### Alıntı
***

Karıştırılma ihtimalinden bahsedilebilmesi için öncelikle önceki ve sonraki markalar arasındaki mal veya hizmet sınıflarının aynı ya da benzer olması gerekir. Mal veya hizmetlerin benzer olup olmadığının belirlenmesinde, karşılaştırılacak mal veya hizmetlerin benzer alıcı çevresine hitap edip etmediği, benzer ihtiyaçları karşılayıp karşılamadığı, aralarında hammadde-yarı mamül-mamül ürün ilişkisi bulunup bulunmadığı, birbirleri yerine ikame ya da tamamlayıcı ürün ya da hizmet olup olmadıkları, dağıtım kanallarının ortak olup olmadığı, marketlerde aynı reyon ya da raflarda satılıp satılmadıkları, aynı toptancılarda satılıp satılmadıkları gibi kriterler göz önünde tutulmalıdır. Sınıfsal benzerlik karşılaştırmasında gerek Nice sınıflandırması gerekse de TÜRKPATENT tarafından çıkartılan sınıflandırma tebliğleri mahkemeler bakımından bağlayıcı değildir. Somut olayın özelliklerine göre TÜRKPATENT tarafından çıkartılan sınıflandırma tebliğinde farklı sınıflarda yer almalarına rağmen ilgili alıcısı nezdinde karıştırmaya yol açacak nitelikteki ürün ve hizmet markalarının kapsadıkları mal ve hizmet sınıflarının benzer olarak değerlendirilmesi de mümkündür.

***

### Veri bölümü
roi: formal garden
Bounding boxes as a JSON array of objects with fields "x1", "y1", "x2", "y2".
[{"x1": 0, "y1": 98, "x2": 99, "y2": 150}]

***

### Görevin amacı
Markaların karıştırılma ihtimaline ilişkin alıntıdaki şu cümle İngilizceye nasıl çevrilir: "Sınıfsal benzerlik karşılaştırmasında gerek Nice sınıflandırması gerekse de TÜRKPATENT tarafından çıkartılan sınıflandırma tebliğleri mahkemeler bakımından bağlayıcı değildir."

### Tamamlanan görev
In comparing class similarity, neither the Nice Classification nor the classification communiqués issued by TÜRKPATENT are binding on the courts.